* **WHAT YOU WILL DO**: Convert the lines of the data below into a numbered list, starting at the line containing "Put a dot on each instance of the striped" and ending at the line containing "Query: striped wing", with both of those lines included. Leave out any blank lines.

====

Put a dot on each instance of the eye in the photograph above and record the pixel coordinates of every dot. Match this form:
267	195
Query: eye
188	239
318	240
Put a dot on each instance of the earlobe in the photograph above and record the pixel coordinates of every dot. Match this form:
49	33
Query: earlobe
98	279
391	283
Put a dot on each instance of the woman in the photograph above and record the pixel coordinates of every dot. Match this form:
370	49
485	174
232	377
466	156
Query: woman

====

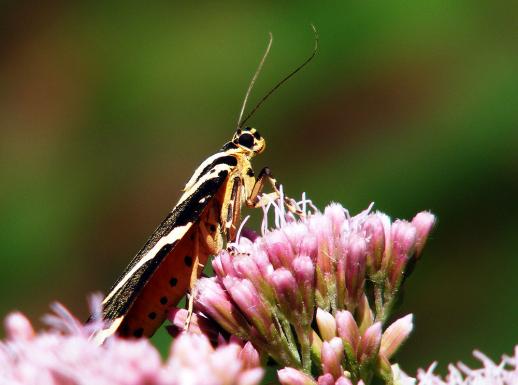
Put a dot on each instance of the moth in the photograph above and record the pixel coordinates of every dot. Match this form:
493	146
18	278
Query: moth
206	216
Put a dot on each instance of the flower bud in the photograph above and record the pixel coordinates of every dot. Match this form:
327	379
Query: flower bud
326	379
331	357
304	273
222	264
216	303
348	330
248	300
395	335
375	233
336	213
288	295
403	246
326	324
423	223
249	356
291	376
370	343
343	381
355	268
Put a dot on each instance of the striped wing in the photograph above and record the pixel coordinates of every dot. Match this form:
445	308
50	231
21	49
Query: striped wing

====

* **PROBLEM SOLUTION**:
1. Put a dot on each instance of the striped wing in the photograph above and record the pixel coordinates of every dot. Match this form:
2. 445	308
3. 50	231
4. 21	49
5. Query: striped wing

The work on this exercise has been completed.